# low power Camping Generator help



## ryanC (Feb 12, 2017)

Hi all,
I really need some help with camping generator options - there are so many to choose from these days!
these are some options i was looking at. 
Could anyone please give me a recommended option (note: I am a New Zealand buyer so prices are in NZD but ignore price just tell me what you think is best):

SUPASWIFT XG1350 INVERTER GENERATOR $699.00
60cc
13kg
max kva 1350
rated: 1.1kva
58dba (7m)
usb
https://www.collingwoods.net.nz/pro...enerators/supaswift-xg1350-inverter-generator


GSMOON XYG1200i PureSine Inverter Portable 1200W Max - $444.50 (13.5 kg 15kg full of gas) 
gas cap: 3L
(7m)/dBA: 58 (100% load) 
dis: 60cc
run: 4.3hrs 100% load
aircooled
CE/GS/EPA 1200W Gas Silent Portable Generators, inverter generators Manufacturer From Jinhua China, FOB Price is USD 100.0-200.0/Box

GT2005I DIGITAL INVERTER GENERATOR 2000W - $1,195.00 
excl GST
20kg
51db
5.4L - 8hrs run at %80 load
2000W DIGITAL INVERTER GENERATOR


Trade Tested Digital Inverter Generator 1000W $699 (14kg)
3.6L
50cc
rated out: 900W
7 hours @rated load
54-58db
fan cooled
https://www.tradetested.co.nz/digital-inverter-generator-1000w.html


Thank you for any advice you can give...

- **Material provided**:

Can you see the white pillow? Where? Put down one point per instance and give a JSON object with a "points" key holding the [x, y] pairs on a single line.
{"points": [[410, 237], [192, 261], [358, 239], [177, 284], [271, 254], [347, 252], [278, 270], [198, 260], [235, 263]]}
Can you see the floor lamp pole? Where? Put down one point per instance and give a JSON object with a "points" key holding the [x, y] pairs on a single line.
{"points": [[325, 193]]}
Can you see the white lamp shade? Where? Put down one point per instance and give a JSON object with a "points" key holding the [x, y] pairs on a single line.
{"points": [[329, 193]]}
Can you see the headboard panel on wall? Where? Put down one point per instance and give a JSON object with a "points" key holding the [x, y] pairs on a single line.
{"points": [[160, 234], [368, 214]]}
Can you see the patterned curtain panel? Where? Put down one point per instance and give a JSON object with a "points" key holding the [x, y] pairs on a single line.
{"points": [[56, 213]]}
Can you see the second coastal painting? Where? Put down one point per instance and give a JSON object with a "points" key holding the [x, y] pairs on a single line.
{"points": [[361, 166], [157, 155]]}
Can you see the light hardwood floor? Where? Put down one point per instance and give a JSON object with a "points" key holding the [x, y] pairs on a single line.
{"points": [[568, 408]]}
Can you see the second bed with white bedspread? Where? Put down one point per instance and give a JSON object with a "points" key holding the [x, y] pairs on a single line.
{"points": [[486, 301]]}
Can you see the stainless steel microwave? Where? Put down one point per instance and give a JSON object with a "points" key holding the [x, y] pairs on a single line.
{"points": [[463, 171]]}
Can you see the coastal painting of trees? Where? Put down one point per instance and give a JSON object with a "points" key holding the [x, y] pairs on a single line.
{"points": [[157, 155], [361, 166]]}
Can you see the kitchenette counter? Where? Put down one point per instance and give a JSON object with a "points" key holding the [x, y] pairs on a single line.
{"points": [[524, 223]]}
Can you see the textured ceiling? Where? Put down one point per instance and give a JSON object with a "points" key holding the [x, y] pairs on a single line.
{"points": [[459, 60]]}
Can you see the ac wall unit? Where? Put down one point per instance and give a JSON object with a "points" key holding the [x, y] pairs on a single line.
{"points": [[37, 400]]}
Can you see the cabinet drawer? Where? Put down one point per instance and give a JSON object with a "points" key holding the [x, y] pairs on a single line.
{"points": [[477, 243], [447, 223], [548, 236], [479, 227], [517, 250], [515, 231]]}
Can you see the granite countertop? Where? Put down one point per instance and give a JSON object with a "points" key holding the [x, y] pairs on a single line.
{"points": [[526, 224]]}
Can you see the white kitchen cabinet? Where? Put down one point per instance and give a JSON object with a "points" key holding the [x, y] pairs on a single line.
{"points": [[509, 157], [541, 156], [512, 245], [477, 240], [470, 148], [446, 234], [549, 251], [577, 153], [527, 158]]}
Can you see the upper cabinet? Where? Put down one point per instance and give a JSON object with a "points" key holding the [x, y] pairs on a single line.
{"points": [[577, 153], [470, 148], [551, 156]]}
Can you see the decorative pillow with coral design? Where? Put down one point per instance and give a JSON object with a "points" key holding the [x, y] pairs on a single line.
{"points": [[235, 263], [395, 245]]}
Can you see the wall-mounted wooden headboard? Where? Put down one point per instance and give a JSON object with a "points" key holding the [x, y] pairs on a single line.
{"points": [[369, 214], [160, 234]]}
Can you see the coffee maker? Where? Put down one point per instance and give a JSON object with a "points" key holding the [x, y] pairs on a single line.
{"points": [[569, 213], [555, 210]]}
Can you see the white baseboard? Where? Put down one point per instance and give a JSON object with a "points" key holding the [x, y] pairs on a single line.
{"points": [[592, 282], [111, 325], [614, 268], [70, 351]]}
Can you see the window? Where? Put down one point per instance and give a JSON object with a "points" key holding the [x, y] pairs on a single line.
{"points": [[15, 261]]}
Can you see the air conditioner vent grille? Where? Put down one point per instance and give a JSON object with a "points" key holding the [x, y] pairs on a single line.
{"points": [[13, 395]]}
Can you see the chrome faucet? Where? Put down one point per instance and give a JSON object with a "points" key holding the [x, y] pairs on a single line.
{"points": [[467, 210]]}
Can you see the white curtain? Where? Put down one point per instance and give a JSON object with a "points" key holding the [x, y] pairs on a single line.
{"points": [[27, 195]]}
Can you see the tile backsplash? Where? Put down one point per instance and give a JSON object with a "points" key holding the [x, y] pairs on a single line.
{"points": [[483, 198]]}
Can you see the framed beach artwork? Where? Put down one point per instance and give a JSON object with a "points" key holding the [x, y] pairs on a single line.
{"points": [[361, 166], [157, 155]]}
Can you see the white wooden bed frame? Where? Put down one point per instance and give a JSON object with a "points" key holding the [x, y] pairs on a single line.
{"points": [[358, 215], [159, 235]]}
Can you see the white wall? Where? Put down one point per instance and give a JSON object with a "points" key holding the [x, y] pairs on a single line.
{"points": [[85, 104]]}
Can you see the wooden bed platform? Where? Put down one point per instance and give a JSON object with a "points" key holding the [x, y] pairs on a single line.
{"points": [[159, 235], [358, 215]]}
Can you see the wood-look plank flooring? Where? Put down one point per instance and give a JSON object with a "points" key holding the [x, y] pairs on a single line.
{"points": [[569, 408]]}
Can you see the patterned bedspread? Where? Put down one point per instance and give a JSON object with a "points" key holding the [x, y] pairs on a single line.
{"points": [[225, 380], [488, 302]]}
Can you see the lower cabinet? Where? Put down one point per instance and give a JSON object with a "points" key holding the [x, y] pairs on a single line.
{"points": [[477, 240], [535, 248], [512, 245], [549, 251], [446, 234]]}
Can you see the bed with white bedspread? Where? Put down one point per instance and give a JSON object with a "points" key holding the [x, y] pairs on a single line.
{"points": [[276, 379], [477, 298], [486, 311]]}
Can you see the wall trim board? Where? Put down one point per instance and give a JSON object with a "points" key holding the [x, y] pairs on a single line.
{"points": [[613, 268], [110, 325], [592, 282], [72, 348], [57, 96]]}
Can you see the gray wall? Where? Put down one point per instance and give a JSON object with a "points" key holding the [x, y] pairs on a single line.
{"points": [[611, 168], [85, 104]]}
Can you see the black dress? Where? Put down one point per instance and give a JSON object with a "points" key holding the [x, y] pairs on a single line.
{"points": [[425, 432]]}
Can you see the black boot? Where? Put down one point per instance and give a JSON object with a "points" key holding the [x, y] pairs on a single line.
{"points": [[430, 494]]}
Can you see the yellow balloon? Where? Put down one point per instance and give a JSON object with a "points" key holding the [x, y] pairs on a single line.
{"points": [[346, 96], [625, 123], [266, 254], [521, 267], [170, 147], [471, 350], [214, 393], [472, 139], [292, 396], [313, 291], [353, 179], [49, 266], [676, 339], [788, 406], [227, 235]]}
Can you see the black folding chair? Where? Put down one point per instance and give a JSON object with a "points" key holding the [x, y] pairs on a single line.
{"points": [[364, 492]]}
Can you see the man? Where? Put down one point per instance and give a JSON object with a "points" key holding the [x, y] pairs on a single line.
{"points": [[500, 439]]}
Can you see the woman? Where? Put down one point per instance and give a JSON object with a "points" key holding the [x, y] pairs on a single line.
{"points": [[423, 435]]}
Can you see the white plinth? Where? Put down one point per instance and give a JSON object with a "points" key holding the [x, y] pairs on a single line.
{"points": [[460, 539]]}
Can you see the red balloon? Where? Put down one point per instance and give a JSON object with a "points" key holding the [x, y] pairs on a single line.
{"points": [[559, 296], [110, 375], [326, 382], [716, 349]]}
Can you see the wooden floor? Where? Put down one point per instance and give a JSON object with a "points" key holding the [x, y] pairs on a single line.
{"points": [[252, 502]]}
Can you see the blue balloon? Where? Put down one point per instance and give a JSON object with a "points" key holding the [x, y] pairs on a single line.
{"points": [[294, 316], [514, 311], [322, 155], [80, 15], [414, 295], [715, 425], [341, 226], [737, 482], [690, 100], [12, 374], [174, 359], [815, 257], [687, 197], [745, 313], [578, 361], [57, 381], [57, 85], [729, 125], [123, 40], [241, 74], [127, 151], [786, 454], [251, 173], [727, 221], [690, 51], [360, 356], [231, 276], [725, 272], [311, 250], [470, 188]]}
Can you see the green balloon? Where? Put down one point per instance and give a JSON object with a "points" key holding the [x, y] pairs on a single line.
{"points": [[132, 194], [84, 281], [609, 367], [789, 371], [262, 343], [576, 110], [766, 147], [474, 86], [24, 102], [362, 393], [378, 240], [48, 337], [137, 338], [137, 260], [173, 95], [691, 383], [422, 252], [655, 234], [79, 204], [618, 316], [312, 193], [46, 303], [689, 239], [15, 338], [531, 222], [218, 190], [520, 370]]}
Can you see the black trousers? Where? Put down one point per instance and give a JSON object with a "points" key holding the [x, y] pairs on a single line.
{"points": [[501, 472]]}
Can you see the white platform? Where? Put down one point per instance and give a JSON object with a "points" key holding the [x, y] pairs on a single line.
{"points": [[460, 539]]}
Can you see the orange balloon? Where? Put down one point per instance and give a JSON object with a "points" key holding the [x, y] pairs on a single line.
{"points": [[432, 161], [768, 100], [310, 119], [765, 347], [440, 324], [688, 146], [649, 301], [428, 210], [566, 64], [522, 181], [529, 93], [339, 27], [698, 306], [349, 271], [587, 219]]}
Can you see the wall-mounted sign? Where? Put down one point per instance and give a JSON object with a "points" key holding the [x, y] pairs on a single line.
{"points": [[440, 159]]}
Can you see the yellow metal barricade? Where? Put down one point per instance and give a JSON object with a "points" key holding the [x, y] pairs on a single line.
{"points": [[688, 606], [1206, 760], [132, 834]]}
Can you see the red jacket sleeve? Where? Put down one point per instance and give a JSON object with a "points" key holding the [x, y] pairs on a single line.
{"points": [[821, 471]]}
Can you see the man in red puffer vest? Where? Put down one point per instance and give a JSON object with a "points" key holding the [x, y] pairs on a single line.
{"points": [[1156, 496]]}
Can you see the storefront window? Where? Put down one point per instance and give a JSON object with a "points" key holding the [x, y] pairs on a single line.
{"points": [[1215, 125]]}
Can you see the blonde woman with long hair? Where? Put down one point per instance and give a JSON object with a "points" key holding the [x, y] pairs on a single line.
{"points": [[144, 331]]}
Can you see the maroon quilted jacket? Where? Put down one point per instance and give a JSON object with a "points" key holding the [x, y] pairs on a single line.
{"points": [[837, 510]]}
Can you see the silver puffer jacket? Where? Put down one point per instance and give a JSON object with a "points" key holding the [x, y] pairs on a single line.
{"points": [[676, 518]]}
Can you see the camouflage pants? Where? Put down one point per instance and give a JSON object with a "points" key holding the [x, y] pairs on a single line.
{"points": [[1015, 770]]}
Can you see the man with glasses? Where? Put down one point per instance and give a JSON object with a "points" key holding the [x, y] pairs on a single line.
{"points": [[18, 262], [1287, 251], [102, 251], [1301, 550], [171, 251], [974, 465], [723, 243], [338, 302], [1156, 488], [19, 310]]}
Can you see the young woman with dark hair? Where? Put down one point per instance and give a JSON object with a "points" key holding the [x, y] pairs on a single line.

- **Given request**: Write what comes next in the forum thread about choosing a low-power camping generator, starting after its final line.

- **Response to this task**:
----------



## exmar (Jun 29, 2015)

FWIW, have no knowledge of those brands. "Generically," you should determine what you will want to power and determine the wattage you'll require. As these are light duty units, running at or near max wattage for an extended period will lead to early failure. e.g. If you determine you'll have a 1,000 watt steady state load, look at 1500-2000W. Also, note that most gensets talk about "12 hour runtime per tank of gas at half load" Factor that in if you're carrying extra fuel. As with any small engine purchase is reputable service available locally? Not a camper, but not sure why the interest in inverter gensets other than they tend to be quieter in operation. Talk to other campers and see what they like and why and factor into your plans.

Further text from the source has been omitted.